Intel Initiates EOL for the VCA2: Three Xeons on a PCIe Card

theandrewbailey · on May 12, 2020

Full blown Xeons on a PCI-e card?

Lately, I've been wondering as to why we don't see computers physically built more like old workstations, with processors on cards plugging into I/O backplanes. The modern incarnation might be CPU+RAM on a PCI-e x32 card, and a simple "motherboard" with power and PCI-e. (Does 32 lane PCI-e exist? I've never even seen photos.)

chx · on May 12, 2020

Look up the Intel Intel NUC 9 Extreme (aka Ghost Canyon), it's a very small form factor gaming PC in the arrangement you are talking of. The motherboard is one PCIe card, the graphics card is another with a dumb I/O plate connecting the two.

As a concept it's interesting, however the 238 x 216 x 96 mm size is just too big when the Velkase Velka 3 is 227 x 187 x 97 and uses an off the shelf ITX motherboard, same PSU and graphics card to achieve the same for much cheaper overall.

A very powerful and quiet flex ATX PSU can be had at https://www.sfftec.com/product-page/enhance-enp-7660b-pro so that's not a problem either. Same can be had as taobao item 533119895425, use a proxy like superbuy and note modular PSUs with the modular plugs sticking out are longer than the flex PSU standard so not compatible with the Velka 3 but there are plenty variants of this item which are.

LargoLasskhyfv · on May 12, 2020

You see this all the time in industrial settings, based on https://en.wikipedia.org/wiki/CompactPCI which looks like this https://www.kontron.com/products/boards-and-standard-form-fa...

Some discrete GPUs in laptops/notebooks but also rackable systems are using it when it is pluggable/"built to order" based on a common board and not hard-soldered on.

banana_giraffe · on May 12, 2020

The Intel NUC Compute Element[1] is somewhat like that. I have no reason, however, to think this will last beyond this generation of the NUC.

1: https://www.intel.com/content/www/us/en/products/boards-kits...

digikata · on May 12, 2020

See standards proposals for various next gen links.

https://www.openfabrics.org/images/eventpresos/2017presentat...

dogma1138 · on May 12, 2020

More like 3 iGPUs with some extra baggage the CPUs on those aren’t accessible directly in any way and not used for what needs to be offloaded from the fixed pipeline encoders/decoders and even that might be offloaded to the main CPU.

theandrewbailey · on May 12, 2020

Not directly accessible? There's ethernet ports on the card, and the article mentions you can SSH into them.

dogma1138 · on May 12, 2020

The SSH is used to manage the images running on the VCA’s you aren’t adding CPU’s to the host.

rbanffy · on May 12, 2020

They aren't beefy Xeons - look more like desktop-like E3's with some HBM. Still nice, though.

Never saw one of these, but they may present themselves as one or more computers the same way a Xeon Phi coprocessor did.

dogma1138 · on May 12, 2020

They aren’t using HBM they are using DDR4 SODIMMs.

They don’t present themselves as CPUs to the host, they run a self contained Linux image the only thing that is accessible to the host is the streaming interface.

close04 · on May 12, 2020

I think OP was referring to the on-package eDRAM. It helps quite a bit with bandwidth and latency.

(Task item a): Quote the VCA2 thread word for word, from "rbanffy · on" up to and including "using DDR4 SODIMMs.".

(Data for the task):
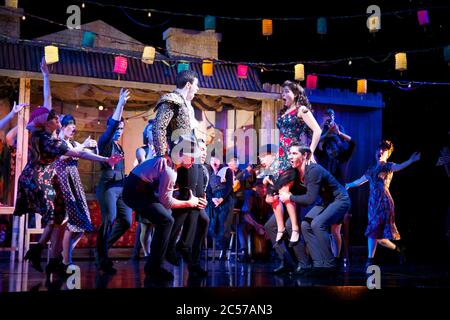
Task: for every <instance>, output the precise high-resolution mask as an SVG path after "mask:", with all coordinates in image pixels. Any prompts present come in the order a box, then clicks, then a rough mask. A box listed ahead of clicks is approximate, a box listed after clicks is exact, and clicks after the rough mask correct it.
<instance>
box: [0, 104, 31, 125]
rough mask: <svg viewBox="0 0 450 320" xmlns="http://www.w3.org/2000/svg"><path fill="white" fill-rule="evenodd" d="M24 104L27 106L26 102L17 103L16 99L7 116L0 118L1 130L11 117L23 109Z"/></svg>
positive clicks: (13, 116) (5, 124)
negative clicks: (23, 102)
mask: <svg viewBox="0 0 450 320" xmlns="http://www.w3.org/2000/svg"><path fill="white" fill-rule="evenodd" d="M24 106H26V104H16V102H15V101H14V106H13V108H12V109H11V111H10V112H9V113H8V114H7V115H6V117H4V118H3V119H1V120H0V130H2V129H3V128H4V127H5V126H6V125H7V124H8V123H9V122H10V121H11V119H12V118H14V116H15V115H16V114H17V113H19V112H20V110H22V109H23V107H24Z"/></svg>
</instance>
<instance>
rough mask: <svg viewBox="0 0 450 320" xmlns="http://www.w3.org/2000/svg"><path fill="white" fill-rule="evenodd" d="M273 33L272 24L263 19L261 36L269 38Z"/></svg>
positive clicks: (269, 19)
mask: <svg viewBox="0 0 450 320" xmlns="http://www.w3.org/2000/svg"><path fill="white" fill-rule="evenodd" d="M272 32H273V24H272V20H270V19H263V35H264V36H270V35H272Z"/></svg>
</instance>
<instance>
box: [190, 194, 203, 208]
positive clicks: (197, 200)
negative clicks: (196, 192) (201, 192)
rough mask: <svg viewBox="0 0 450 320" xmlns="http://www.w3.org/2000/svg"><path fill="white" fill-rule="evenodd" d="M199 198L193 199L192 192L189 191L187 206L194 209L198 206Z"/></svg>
mask: <svg viewBox="0 0 450 320" xmlns="http://www.w3.org/2000/svg"><path fill="white" fill-rule="evenodd" d="M199 200H200V199H199V198H197V197H195V196H194V194H193V193H192V190H189V200H188V202H189V204H190V206H191V207H193V208H195V207H197V206H198V204H199Z"/></svg>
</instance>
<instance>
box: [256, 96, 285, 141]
mask: <svg viewBox="0 0 450 320" xmlns="http://www.w3.org/2000/svg"><path fill="white" fill-rule="evenodd" d="M279 105H280V103H279V102H277V101H276V100H272V99H264V100H262V106H261V132H260V134H259V141H260V143H259V145H260V146H264V145H266V144H273V145H278V144H279V141H278V140H279V134H278V130H276V129H277V127H276V117H277V114H278V110H279Z"/></svg>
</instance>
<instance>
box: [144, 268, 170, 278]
mask: <svg viewBox="0 0 450 320" xmlns="http://www.w3.org/2000/svg"><path fill="white" fill-rule="evenodd" d="M144 272H145V275H146V276H148V277H149V278H151V279H154V280H160V281H172V280H173V274H172V272H170V271H168V270H166V269H164V268H162V267H156V268H144Z"/></svg>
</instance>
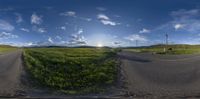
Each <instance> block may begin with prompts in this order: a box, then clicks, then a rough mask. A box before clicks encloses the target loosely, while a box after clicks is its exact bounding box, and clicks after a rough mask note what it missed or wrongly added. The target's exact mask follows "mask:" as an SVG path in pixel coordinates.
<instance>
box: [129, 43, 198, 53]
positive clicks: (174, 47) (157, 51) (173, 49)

(Task item b): Find every line in the records that contains the string "after", and copy each such line.

(Worked solution a):
rbanffy · on May 12, 2020

They aren't beefy Xeons - look more like desktop-like E3's with some HBM. Still nice, though.

Never saw one of these, but they may present themselves as one or more computers the same way a Xeon Phi coprocessor did.

dogma1138 · on May 12, 2020

They aren’t using HBM they are using DDR4 SODIMMs.

(Worked solution b):
Task: for every <instance>, output the precise high-resolution mask as an SVG path after "mask:", with all coordinates in image pixels. Any prompts present come in the order a box, then clicks, then a rough mask. A box listed ahead of clicks is approximate, a box listed after clicks is exact, and clicks after the rough mask correct it.
Each <instance> block may begin with prompts in this order: a box, then clicks, then a rough mask. A box before clicks encloses the target loosely, while a box after clicks is its exact bounding box, and clicks after a rough mask note what it missed or wrongly added. The target's exact mask follows "mask:" as an SVG path in pixel coordinates.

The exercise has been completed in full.